Cosa fare:
A – Indica, in base al testo su Adriano Lombardi e Agostino Di Bartolomei, contro quale squadra la Roma perse in casa nella partita del 1984.
B – Prosegui il testo su Adriano Lombardi e Agostino Di Bartolomei a partire dal punto in cui si interrompe.

Testo estratto:
^^^^^^^^
Adriano Lombardi sempre nel cuore: c’è solo un capitano

Avellino – Como nel segno di Adriano Lombardi

Lui e Ago. Sono cresciuto portandoli sempre nel cuore e vivo con la ferma convinzione che Adriano Lombardi e Agostino Di Bartolomei non potrò mai dimenticarli. Allora, ogni anno.
Ogni anno, il 30 novembre e il 30 maggio sono momenti di ricordo indissolubile. Mi ritaglio un angolo tutto mio e provo a riviverli in maniera esclusiva. Consapevole che il ricordo di quel giorno a Mercogliano – quando Lombardi, già malato di Sla e a una fase avanzata della malattia – ho potuto vederlo da vicino e le immagini di quella dannata partita del 1984 che la Roma perse in casa contro il Liverpool resteranno lì per sempre. In tasca.

Due campioni. Con la palla e senza. Altrettante Bandiere che hanno saputo restare issate nella gloria del gioco del calcio allo stesso modo in cui hanno fatto breccia nei sentimenti dei tifosi che ne hanno potuto ammirare le gesta. Li accomunava quel modo d’essere persone per bene, mai al di sopra delle righe. Li ha uniti una fine drammatica, infelice.
Centinaia di migliaia di righe a volte sono eccessive. Altre ancora, appena sufficienti. E in alcuni casi, i fiumi di inchiostro sembrano controproducenti. Perché fai fatica a esprimere quello che – quando te lo racconti nel silenzio di un attimo costruito tutto per te – è impresso nella mente.

Un suicidio e un male incurabile. Un colpo di pistola alle 8.50 del 30 maggio 1994 e il lento – ma crudele – avanzare di un mostro cui ancora non si sa replicare. Un mostro che finì di agire il 30 novembre 1997. Non occorreva essere sostenitori della Roma, del Como o dell’Avellino per mostrare lacrime vere, cadute a fiotti. Partecipazione sentita, come quando accadono cose che scavano un solco nelle esistenze.
^^^^^^^^
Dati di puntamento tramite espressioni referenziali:
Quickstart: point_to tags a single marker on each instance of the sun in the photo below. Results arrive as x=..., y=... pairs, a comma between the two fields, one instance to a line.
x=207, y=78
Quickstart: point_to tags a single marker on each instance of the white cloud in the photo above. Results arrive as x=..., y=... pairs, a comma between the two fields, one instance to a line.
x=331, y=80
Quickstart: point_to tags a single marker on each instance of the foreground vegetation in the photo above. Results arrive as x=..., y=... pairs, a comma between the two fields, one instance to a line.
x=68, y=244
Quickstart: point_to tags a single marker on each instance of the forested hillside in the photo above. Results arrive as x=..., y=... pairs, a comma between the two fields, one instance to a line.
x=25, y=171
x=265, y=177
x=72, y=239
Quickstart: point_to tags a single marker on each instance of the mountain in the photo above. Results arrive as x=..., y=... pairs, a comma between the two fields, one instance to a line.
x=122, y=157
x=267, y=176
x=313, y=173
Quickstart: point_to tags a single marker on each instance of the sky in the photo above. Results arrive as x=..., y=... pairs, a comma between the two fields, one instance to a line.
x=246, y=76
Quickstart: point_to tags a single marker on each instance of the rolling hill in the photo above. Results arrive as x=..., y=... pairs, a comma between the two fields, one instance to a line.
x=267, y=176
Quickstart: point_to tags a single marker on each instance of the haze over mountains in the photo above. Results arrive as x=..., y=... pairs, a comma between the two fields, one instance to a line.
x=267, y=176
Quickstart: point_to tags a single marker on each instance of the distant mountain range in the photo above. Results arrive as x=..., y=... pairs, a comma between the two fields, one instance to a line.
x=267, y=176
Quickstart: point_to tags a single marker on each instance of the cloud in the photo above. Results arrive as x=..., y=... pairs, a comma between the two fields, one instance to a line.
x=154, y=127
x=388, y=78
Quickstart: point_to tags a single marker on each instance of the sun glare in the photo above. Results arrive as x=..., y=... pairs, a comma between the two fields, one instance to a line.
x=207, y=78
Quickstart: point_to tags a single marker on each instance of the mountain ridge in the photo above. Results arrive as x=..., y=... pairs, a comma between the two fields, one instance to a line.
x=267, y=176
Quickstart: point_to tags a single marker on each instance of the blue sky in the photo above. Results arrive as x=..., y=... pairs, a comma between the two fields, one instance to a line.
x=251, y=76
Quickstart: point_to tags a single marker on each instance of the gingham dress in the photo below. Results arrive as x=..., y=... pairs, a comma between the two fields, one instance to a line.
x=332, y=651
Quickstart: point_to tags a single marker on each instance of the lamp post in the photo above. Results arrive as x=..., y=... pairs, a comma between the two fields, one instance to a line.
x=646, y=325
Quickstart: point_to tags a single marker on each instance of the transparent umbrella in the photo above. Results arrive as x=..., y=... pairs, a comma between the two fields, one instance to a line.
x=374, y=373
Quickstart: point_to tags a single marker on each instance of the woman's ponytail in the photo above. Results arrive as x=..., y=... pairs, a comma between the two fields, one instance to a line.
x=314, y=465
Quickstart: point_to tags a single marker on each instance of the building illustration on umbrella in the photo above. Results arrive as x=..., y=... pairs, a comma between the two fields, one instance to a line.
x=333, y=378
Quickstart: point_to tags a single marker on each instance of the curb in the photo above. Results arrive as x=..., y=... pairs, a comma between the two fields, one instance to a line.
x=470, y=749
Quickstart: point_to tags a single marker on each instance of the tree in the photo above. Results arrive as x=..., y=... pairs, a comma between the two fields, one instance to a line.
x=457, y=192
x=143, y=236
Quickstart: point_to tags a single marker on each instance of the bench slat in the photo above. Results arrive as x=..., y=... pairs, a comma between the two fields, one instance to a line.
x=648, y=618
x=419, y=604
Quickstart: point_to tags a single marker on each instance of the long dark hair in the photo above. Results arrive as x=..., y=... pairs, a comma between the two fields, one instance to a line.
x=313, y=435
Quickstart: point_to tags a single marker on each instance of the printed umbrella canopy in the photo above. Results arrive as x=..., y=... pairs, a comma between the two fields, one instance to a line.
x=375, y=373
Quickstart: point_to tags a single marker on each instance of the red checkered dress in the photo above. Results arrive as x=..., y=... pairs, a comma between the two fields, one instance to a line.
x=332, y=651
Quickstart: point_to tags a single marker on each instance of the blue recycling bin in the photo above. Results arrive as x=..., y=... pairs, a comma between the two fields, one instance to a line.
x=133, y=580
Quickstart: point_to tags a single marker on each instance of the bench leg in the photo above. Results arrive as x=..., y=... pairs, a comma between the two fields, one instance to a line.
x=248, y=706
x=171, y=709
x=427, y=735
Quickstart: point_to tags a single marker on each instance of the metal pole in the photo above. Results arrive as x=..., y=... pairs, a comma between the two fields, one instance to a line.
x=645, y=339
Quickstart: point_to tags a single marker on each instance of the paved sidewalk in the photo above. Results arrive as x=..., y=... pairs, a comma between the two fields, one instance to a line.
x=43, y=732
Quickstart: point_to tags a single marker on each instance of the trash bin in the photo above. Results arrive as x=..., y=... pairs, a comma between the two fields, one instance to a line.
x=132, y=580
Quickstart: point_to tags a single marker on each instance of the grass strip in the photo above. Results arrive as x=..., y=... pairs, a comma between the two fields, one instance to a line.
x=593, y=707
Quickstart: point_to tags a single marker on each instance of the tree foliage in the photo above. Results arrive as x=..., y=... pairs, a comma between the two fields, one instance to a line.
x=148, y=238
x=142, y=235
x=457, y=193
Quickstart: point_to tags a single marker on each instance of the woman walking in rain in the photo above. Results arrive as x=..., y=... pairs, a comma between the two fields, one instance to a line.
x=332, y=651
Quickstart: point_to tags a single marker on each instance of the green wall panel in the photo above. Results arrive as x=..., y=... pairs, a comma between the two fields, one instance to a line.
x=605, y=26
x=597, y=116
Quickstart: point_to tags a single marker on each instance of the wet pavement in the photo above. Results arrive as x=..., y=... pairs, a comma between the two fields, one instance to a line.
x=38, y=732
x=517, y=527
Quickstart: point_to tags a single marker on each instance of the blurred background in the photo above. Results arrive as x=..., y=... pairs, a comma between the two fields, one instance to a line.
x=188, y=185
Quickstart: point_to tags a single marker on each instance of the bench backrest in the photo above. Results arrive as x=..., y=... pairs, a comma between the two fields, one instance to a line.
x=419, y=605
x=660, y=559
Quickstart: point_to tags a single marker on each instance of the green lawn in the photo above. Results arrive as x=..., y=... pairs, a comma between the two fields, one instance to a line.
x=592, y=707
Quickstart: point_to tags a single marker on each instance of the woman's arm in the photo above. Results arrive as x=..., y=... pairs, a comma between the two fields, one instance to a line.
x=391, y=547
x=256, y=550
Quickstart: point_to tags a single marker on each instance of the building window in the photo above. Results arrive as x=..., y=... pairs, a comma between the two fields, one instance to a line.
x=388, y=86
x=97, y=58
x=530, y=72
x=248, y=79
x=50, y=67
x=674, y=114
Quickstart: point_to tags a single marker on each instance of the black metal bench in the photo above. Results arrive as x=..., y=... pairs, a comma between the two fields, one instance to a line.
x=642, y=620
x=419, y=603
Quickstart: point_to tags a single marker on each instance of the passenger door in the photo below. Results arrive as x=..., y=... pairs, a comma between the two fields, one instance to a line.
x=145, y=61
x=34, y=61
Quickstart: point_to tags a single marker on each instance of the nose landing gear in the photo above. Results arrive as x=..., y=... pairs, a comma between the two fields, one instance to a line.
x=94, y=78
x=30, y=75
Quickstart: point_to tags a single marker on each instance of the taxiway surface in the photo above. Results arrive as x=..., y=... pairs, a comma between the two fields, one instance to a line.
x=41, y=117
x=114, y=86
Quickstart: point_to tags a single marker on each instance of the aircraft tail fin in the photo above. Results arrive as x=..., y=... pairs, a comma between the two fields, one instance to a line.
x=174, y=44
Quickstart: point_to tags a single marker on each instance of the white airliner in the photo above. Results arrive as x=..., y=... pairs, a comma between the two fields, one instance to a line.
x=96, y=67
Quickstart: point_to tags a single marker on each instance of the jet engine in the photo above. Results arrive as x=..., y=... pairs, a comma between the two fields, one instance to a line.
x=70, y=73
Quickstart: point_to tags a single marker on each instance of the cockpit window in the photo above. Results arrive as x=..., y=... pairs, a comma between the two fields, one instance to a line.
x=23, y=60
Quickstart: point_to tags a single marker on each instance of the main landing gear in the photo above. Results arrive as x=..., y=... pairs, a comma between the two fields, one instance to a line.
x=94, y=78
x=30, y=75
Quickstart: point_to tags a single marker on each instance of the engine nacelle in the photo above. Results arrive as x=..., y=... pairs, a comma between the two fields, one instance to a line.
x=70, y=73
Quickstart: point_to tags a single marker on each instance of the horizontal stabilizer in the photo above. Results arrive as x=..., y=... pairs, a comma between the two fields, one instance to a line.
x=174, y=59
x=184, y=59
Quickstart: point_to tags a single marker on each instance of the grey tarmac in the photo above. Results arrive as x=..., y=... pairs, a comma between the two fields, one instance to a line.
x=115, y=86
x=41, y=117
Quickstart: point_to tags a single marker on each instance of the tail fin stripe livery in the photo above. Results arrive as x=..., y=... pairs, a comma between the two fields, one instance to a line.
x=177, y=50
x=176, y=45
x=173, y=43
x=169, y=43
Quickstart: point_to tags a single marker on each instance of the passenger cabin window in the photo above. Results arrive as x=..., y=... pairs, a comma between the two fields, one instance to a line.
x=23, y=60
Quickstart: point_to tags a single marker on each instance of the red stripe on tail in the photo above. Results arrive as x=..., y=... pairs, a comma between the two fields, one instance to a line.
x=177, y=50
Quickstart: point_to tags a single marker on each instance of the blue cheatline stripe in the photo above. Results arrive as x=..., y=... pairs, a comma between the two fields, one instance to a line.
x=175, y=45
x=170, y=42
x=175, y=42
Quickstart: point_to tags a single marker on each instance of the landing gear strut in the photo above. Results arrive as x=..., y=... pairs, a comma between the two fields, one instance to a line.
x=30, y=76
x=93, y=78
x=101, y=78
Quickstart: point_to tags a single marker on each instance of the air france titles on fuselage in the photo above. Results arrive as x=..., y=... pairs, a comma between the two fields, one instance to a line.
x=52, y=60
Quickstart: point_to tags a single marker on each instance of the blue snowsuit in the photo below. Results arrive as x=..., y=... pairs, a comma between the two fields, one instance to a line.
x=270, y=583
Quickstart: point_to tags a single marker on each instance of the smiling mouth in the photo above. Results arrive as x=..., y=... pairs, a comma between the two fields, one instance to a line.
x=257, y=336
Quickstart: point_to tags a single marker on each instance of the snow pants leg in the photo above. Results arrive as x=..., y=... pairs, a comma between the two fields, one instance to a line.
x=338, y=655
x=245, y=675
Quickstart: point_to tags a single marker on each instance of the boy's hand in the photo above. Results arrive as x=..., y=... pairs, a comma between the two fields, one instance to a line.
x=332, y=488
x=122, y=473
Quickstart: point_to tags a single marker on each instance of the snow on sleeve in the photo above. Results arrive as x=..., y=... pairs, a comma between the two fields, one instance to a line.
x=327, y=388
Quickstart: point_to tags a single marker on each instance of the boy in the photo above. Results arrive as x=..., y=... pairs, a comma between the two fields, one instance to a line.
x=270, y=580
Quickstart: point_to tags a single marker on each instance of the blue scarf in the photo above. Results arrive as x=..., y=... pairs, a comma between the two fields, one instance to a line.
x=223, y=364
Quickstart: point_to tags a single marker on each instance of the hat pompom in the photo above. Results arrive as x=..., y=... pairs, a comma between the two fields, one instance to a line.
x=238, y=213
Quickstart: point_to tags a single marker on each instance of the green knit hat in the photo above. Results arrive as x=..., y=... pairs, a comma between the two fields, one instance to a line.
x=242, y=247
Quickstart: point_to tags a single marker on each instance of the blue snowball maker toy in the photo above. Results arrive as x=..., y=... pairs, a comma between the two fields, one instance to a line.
^^^^^^^^
Risultati attesi:
A – Contro il Liverpool.

B –
Ogni occasione è buona- doverosa – per celebrare Adriano Lombardi, per ricordare Agostino Di Bartolomei per rendere omaggio alla grandezza di Stefano Borgonovo, fenomeno in campo e ancor più grande dopo aver appeso le scarpette al chiodo. Stasera Como e Avellino sapranno tributare un omaggio commovente. Il Sinigaglia di Como  saprebbe essere anch’esso centro di accoglienza nel quale confluiranno i pensieri di milioni di sportivi. Si giocherà – si giochi! – anche nel nome di Lombardi che ha scritto pagine indelebili nella storia dei due club. Si giocherà al Partenio che ormai è casa Lombardi.
Oserei dire tuttavia che qualunque stadio d’Italia diventa domicilio naturale di due campioni, se è vero – come lo è – che tutte le volte in cui mi capita di ascoltare l’appello nominale di una curva che rimarca a gran voce che “un capitano, c’è solo un capitano”. Ecco.
Tutte quelle volte là, io penso ad Adriano. Poi penso ad Ago.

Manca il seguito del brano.